**Given problem**
Could you write out every record below exactly, leaving out any pictures?

+---+

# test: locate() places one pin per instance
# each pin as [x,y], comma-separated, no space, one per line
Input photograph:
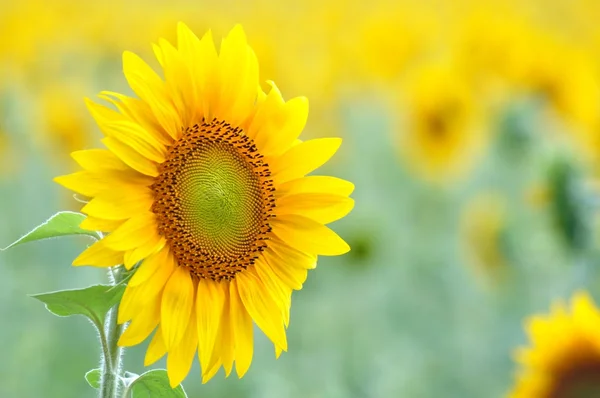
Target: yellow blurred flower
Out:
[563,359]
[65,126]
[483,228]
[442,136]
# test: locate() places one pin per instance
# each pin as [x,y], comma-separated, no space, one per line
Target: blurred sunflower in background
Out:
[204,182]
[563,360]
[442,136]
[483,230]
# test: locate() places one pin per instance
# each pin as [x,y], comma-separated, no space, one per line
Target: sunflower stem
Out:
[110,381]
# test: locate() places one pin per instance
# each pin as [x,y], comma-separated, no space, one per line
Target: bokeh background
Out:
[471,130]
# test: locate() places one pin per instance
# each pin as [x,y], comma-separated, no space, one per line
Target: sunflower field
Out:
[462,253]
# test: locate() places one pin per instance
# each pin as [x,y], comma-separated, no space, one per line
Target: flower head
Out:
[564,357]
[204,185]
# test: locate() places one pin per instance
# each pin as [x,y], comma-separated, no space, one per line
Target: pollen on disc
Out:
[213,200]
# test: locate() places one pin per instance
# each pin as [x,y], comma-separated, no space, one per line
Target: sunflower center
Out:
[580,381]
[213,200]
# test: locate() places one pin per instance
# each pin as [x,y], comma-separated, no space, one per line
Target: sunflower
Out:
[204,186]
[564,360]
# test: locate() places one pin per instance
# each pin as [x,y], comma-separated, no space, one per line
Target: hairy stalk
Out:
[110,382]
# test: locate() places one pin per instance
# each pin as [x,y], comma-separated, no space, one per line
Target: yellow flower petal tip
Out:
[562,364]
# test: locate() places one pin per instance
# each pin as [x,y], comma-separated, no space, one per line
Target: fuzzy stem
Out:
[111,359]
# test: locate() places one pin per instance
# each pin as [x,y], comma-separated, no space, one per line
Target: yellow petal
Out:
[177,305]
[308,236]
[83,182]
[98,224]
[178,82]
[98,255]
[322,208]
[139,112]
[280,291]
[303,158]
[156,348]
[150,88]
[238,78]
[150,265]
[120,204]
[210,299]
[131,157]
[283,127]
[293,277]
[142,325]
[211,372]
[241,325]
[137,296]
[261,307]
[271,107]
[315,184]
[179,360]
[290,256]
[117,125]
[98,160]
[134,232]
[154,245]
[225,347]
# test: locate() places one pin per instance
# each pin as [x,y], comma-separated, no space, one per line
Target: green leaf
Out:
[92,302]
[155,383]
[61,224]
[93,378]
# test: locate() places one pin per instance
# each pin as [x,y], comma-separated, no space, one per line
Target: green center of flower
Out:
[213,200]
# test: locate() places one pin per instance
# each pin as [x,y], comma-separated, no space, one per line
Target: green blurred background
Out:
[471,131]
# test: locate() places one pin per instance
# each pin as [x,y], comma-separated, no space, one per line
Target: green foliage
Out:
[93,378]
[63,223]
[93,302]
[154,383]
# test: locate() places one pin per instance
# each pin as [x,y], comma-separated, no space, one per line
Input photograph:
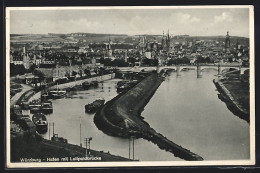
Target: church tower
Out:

+---+

**Written answer**
# test: locate() places one pin per instance
# each pin as [x,y], comma-separated, no space, one per line
Input photograph:
Target: yellow blurred flower
Out:
[563,359]
[65,126]
[483,228]
[442,136]
# test: locate() places one pin per instance
# each pin as [x,y], comma-separated, no space, one per line
Target: blurred sunflower in background
Out:
[204,182]
[563,360]
[442,136]
[483,230]
# test: locate() places one pin per instance
# each pin as [x,y], comma-separated, no space, one per line
Target: sunflower stem
Out:
[110,381]
# test: locate() places one pin per instance
# each pin as [x,y], comma-separated, no space, one per line
Target: bokeh background
Out:
[471,130]
# test: locate() places one pin per instance
# each pin as [x,y], comma-separated, no space, one per line
Target: sunflower field
Out:
[462,253]
# test: locate() places one pin per instance
# each pin as [x,y], comma-separated, no space, one per line
Target: flower head
Out:
[564,357]
[204,185]
# test: locate() places one pin per instance
# each pin as [x,y], comma-separated, no space, one per line
Target: pollen on disc
Out:
[213,200]
# test: locate() places one pin per instance
# each pin as [x,y], comma-separated, no space, one per line
Target: sunflower center
Out:
[580,381]
[213,200]
# test: locate() places one pin per instance
# each pin as [x,y], comma-separated, no space, one per line
Target: sunflower
Out:
[204,186]
[564,360]
# test: locate() places one pin per instance
# each pin as [x,y], comma-separated, no space, one per line
Target: hairy stalk
Out:
[110,382]
# test: locate() places one pin per instance
# each pin as [x,y], comma-separated, no space, one per line
Target: yellow flower petal tip
Out:
[562,364]
# test: locate() places one pin per instance
# each pin as [x,y], comma-separated, no space, one per line
Target: fuzzy stem
Out:
[111,359]
# test: locate() places one pin per instance
# each pin as [x,y], comma-separated, no space, one per line
Target: yellow petal
Out:
[177,305]
[308,236]
[83,182]
[98,224]
[178,82]
[98,255]
[322,208]
[139,112]
[280,291]
[303,158]
[156,348]
[150,88]
[238,78]
[150,265]
[120,204]
[210,299]
[131,157]
[283,127]
[293,277]
[142,325]
[211,372]
[241,325]
[137,296]
[261,307]
[271,107]
[315,184]
[179,360]
[290,256]
[117,125]
[98,160]
[134,232]
[154,245]
[225,347]
# test: locate() places one pin per instance
# each pin as [x,y], comma-separated, no space, one per line
Target: green leaf
Out:
[92,302]
[155,383]
[61,224]
[93,378]
# test: locate() places one pin per instance
# each pin as [x,y], comma-separated, no space, one per line
Target: green center of flower
Out:
[213,200]
# test: locate() places one pin per instance
# each pin as [x,y], comma-separated, no space, one per line
Target: green blurred background
Out:
[471,131]
# test: locate() places one pin per instance
# each pin as [x,y], comma-separated, no space, one per line
Target: green foliage
Out:
[93,378]
[63,223]
[93,302]
[154,383]
# test: locate() places one pin per instance
# each pin as [x,y], comma-separated, no space, one per line
Input photograph:
Target: church tower
Out:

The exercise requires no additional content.